▶ _EXERCISE OBJECTIVE_
Whatever pictures appear, omit them, and repeat the data below exactly.

━━━ INFORMATION SUPPLIED ━━━

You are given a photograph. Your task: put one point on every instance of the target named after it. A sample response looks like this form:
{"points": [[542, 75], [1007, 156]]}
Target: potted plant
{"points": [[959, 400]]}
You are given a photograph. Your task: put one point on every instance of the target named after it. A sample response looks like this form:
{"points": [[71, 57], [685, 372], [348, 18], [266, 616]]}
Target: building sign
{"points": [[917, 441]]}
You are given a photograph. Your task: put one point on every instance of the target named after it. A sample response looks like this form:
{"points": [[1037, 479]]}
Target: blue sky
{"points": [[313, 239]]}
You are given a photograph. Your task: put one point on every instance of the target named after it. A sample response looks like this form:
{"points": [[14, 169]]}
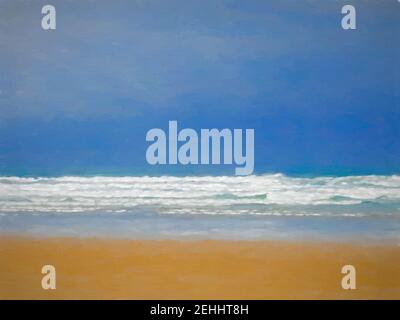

━━━

▶ _WRITTEN ANSWER_
You are given a photograph. Your task: put one point on every instance of the target named after it. A sample response looks like this form:
{"points": [[542, 75], [1007, 156]]}
Target: potted plant
{"points": [[959, 400]]}
You are given a photograph. Your task: put one point on every instance of the target named after it. A sample response looks like this form:
{"points": [[71, 57], [685, 372], [348, 18], [266, 616]]}
Target: building sign
{"points": [[917, 441]]}
You are given a photograph. Your task: put one point on every instance of the target named after it. A sample response looks like this form:
{"points": [[1037, 479]]}
Target: blue sky
{"points": [[313, 239]]}
You are given a photograph. Your task: put one point on every instance of the target named after it. A sample response looks like this form:
{"points": [[14, 169]]}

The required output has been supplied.